▶ [INFORMATION GIVEN]:
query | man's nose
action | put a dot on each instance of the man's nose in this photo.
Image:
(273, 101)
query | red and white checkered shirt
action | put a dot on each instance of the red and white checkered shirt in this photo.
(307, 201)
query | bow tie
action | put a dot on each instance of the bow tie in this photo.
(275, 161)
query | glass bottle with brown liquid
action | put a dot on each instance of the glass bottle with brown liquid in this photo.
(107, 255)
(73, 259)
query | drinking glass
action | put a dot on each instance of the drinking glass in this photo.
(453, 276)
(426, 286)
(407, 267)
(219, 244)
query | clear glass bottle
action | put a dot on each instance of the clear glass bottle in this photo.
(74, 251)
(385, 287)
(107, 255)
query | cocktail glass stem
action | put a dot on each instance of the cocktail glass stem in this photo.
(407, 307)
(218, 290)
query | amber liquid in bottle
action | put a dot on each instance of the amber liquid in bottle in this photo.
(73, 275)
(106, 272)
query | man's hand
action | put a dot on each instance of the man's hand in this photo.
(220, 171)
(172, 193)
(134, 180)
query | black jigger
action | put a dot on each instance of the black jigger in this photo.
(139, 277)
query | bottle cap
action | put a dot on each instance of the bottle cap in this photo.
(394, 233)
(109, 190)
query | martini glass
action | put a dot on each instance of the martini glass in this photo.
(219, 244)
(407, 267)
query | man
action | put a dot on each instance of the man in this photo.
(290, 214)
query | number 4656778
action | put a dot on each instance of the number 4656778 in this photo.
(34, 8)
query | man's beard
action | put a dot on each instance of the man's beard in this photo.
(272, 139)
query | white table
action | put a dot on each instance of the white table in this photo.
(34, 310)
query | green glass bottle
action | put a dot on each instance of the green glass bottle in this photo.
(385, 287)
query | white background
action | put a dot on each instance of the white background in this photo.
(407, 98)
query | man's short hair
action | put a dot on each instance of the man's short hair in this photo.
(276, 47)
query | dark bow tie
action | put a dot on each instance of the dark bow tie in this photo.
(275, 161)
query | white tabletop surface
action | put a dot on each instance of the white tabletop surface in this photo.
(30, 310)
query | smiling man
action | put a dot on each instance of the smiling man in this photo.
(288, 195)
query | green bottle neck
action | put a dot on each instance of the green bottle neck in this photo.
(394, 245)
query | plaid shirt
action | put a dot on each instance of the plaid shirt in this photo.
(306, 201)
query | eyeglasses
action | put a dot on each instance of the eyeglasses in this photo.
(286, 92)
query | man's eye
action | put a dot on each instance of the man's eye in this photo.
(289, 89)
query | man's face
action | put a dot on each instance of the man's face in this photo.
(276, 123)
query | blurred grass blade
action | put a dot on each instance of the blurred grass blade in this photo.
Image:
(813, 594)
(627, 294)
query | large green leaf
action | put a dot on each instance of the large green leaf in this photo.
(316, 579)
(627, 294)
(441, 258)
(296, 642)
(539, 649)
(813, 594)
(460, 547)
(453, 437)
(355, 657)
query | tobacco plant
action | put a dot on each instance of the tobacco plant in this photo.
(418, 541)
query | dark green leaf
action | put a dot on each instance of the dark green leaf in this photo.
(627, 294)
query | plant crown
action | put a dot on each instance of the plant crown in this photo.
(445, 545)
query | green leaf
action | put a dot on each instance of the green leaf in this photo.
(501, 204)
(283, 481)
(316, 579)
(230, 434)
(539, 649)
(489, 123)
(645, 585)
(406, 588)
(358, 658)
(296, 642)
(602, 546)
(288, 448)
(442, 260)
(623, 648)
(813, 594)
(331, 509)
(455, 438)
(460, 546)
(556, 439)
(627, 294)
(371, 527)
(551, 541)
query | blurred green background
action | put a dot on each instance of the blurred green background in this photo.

▶ [ABOUT THIS EXERCISE]: A single figure is the whole answer: the number of lines in the material above that contain "blade".

▶ [RESULT OF THE EXERCISE]: 2